* _Written exercise_
Turn the part of the items that opens at their first line and closes with the line containing "Provide the mask of every instance of the arcade" into a numbered list, with blank lines left out. Convert only those lines.
┌──
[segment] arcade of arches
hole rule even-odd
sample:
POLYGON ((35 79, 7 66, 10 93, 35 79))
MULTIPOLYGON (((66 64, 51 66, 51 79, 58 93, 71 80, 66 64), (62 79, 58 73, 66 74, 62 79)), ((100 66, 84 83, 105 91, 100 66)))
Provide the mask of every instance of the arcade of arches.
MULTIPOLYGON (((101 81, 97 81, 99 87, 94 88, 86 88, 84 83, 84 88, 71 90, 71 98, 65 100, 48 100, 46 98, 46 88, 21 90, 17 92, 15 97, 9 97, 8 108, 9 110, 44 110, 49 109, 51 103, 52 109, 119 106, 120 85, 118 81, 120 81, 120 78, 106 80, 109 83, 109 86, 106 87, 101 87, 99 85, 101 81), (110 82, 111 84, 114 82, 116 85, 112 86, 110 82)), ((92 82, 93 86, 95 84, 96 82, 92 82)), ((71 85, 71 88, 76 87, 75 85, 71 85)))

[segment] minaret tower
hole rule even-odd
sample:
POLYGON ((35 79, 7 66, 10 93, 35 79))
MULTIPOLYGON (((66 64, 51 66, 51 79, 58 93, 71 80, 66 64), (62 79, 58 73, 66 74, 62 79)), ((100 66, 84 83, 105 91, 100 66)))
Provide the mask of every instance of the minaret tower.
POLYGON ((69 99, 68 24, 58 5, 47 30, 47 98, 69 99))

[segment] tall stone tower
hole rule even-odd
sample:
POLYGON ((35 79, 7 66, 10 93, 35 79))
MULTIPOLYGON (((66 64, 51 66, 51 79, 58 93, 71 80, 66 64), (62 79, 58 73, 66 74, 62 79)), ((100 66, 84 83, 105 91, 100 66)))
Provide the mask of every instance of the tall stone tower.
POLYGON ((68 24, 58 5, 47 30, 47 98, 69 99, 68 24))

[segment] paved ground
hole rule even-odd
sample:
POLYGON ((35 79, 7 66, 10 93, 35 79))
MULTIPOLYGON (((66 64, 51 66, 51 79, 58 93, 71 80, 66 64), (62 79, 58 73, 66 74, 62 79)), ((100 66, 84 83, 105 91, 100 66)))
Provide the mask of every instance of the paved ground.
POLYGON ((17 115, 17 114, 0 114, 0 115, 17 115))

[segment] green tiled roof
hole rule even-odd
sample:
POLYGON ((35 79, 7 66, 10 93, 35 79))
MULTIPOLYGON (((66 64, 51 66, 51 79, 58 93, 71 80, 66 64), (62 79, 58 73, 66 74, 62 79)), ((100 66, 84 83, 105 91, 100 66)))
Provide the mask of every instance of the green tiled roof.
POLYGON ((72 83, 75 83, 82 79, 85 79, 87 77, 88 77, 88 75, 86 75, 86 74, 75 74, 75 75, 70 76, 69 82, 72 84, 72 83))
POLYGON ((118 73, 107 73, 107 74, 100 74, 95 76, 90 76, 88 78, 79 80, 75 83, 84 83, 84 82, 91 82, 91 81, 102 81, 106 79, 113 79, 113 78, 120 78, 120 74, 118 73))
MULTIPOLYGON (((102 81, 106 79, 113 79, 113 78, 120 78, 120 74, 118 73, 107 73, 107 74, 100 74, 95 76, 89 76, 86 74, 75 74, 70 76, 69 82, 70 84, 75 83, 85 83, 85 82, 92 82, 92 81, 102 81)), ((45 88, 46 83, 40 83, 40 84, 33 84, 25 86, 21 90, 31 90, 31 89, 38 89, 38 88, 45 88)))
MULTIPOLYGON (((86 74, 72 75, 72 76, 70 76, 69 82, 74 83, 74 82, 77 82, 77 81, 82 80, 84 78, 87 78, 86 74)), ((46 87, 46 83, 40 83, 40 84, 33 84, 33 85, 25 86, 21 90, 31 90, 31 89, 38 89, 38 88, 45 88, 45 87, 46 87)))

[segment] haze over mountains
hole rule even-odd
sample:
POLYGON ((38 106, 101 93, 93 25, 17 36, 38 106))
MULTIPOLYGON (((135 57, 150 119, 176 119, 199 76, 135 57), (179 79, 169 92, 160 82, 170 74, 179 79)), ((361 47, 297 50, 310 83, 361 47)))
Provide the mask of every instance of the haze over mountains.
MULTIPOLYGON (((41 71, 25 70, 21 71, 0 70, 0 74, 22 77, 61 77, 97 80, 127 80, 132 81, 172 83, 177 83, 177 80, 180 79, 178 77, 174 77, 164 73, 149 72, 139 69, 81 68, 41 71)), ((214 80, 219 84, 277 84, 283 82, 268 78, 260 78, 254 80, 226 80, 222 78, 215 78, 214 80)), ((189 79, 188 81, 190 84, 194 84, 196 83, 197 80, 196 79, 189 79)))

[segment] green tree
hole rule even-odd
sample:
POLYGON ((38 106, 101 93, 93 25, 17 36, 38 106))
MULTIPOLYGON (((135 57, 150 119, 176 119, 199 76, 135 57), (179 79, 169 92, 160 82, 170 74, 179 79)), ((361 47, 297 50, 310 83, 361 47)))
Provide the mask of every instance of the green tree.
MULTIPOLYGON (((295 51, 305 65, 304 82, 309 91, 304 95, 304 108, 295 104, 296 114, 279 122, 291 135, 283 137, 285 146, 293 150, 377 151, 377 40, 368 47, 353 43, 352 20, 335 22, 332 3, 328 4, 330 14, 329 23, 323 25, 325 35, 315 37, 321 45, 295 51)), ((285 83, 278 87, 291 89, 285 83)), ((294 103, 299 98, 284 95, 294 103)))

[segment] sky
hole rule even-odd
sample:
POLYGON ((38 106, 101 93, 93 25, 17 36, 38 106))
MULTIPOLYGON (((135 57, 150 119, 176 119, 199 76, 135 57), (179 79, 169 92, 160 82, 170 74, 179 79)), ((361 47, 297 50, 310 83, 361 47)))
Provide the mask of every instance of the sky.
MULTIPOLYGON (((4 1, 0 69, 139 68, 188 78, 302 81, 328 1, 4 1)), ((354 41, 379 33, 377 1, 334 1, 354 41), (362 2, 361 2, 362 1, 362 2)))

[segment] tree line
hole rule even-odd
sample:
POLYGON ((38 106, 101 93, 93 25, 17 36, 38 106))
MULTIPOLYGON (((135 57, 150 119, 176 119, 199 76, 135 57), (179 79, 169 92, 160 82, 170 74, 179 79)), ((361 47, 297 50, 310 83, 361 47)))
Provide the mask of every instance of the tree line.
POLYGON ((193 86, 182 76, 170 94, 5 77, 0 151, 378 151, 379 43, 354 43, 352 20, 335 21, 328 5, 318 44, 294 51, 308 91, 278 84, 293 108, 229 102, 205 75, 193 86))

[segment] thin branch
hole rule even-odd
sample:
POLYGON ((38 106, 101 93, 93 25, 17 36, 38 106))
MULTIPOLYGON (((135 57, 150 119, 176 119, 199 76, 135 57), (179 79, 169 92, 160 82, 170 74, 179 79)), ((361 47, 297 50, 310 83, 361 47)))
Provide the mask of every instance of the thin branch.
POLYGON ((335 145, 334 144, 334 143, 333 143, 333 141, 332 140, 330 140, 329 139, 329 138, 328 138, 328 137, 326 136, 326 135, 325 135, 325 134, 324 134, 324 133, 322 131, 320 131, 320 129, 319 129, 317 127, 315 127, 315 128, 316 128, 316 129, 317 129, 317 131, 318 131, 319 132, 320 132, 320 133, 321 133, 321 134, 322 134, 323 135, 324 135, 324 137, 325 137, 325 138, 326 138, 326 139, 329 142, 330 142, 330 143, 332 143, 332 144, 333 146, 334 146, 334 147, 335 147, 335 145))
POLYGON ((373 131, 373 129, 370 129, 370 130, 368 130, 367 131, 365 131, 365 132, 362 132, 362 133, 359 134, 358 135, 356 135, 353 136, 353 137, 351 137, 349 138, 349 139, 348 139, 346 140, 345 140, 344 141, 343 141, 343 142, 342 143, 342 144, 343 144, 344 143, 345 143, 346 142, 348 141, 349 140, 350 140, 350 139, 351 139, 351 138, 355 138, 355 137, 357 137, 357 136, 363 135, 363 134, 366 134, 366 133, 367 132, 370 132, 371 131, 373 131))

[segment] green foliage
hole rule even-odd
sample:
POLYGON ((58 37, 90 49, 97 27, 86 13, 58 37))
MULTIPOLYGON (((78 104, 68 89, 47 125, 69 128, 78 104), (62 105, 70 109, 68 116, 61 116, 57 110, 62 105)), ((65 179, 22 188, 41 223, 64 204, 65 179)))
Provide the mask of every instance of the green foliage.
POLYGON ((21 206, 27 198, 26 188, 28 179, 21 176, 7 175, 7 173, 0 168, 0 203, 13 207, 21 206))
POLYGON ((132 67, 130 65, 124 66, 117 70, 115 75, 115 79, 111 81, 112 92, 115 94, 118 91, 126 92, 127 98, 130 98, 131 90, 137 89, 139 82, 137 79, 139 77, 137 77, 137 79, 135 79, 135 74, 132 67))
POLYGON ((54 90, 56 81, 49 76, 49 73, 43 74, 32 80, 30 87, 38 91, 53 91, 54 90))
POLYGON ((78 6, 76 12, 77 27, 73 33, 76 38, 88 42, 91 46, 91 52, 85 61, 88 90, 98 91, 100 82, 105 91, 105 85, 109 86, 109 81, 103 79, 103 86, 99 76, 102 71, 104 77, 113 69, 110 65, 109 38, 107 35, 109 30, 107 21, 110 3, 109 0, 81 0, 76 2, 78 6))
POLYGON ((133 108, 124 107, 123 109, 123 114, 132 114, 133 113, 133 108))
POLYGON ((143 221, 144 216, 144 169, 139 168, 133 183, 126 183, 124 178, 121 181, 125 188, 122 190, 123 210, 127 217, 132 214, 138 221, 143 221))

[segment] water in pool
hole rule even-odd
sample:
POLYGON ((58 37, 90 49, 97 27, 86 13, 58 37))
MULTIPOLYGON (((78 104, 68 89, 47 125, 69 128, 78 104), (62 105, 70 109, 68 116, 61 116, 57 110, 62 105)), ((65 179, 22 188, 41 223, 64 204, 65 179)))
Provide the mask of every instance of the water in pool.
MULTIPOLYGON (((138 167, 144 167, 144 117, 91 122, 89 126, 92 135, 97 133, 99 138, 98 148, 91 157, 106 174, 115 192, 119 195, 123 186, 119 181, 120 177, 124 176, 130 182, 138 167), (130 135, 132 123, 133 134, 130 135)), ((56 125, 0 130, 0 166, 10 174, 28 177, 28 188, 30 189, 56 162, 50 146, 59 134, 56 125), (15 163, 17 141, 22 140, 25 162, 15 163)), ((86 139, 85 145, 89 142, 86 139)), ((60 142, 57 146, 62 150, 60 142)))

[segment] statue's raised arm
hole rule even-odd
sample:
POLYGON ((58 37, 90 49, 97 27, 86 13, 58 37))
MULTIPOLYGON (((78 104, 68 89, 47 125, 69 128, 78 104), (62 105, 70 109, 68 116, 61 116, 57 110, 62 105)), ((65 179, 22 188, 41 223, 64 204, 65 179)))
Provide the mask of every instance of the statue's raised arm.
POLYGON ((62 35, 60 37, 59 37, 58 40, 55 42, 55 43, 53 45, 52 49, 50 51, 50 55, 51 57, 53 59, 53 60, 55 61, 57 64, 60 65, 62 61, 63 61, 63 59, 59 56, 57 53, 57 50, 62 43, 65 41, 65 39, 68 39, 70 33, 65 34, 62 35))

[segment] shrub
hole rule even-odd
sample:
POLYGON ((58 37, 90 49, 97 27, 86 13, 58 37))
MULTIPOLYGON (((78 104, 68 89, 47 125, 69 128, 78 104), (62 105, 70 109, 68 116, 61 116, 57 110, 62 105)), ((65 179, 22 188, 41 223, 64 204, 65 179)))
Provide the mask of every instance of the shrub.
└──
* _Output of the exercise_
1. [segment] arcade of arches
2. hole rule even-odd
3. sample:
4. POLYGON ((35 79, 7 66, 10 93, 35 79))
5. MULTIPOLYGON (((66 64, 51 66, 51 79, 58 93, 71 80, 66 64), (62 79, 58 73, 66 74, 62 79)), ((100 66, 84 83, 105 91, 100 66)))
6. Provide the mask of every instance of the arcade of arches.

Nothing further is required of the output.